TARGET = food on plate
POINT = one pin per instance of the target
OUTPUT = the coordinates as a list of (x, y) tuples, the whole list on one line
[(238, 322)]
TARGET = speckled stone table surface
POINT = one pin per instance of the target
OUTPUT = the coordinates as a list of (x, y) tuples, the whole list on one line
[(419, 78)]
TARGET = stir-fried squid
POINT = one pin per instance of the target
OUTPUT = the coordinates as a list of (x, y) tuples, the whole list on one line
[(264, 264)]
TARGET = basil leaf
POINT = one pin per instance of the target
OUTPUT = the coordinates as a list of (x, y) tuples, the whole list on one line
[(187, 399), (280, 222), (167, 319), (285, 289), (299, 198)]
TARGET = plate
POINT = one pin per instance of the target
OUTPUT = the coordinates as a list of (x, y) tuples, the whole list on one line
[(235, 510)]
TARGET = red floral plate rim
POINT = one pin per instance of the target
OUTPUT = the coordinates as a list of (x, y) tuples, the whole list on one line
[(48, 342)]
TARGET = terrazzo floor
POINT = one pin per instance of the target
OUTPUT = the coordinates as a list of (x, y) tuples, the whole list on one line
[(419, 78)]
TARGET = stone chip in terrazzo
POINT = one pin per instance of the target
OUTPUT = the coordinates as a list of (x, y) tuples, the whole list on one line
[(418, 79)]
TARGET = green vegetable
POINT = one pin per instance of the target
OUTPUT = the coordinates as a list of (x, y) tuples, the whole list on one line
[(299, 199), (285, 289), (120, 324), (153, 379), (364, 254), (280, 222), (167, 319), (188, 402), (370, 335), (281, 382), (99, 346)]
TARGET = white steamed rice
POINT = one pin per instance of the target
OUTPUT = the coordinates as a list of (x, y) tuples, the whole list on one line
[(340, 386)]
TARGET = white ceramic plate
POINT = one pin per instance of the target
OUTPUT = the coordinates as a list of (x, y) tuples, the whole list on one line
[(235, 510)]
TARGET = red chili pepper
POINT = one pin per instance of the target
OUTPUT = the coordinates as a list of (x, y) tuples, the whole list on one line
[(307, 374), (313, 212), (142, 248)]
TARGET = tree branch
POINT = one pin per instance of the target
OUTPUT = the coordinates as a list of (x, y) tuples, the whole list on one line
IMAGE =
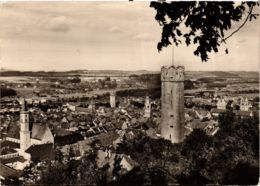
[(249, 13)]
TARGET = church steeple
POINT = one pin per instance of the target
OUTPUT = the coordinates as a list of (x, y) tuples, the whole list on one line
[(25, 140), (23, 105), (147, 107)]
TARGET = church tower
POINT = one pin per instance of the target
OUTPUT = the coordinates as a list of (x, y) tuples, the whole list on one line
[(147, 107), (172, 103), (112, 99), (25, 140)]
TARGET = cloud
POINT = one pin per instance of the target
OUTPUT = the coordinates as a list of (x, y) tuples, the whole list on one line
[(59, 24), (143, 37)]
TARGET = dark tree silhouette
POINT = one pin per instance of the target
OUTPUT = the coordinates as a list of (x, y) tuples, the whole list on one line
[(206, 23)]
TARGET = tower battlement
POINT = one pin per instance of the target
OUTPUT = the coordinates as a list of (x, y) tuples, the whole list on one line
[(172, 73)]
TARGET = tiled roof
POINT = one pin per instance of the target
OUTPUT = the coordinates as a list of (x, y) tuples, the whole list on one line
[(38, 131)]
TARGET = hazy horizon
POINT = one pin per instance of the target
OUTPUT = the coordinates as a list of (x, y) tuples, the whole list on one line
[(65, 36)]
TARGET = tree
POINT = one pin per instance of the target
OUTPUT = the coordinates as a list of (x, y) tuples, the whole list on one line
[(206, 23)]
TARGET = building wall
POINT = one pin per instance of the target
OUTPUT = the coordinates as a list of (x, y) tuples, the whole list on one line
[(48, 137), (112, 100), (147, 108), (25, 141), (172, 104)]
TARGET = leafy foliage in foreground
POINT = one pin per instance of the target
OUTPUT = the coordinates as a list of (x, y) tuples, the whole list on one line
[(205, 22)]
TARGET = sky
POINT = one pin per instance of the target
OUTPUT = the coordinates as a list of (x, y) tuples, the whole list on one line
[(64, 36)]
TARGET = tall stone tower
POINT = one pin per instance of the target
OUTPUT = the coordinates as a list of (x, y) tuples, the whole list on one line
[(172, 103), (112, 99), (147, 107), (25, 141)]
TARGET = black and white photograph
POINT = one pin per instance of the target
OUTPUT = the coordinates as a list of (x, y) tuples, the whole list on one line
[(129, 93)]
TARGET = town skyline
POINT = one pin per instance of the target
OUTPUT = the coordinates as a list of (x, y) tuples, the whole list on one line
[(59, 36)]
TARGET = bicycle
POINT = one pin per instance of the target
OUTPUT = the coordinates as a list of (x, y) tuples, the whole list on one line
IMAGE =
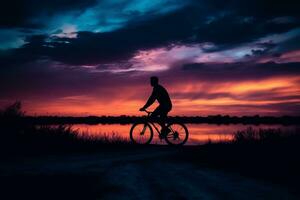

········

Requirement — Reproduce each line of the material containing the word "terrazzo".

Task result —
TARGET = terrazzo floor
TARGET = stone chip in terrazzo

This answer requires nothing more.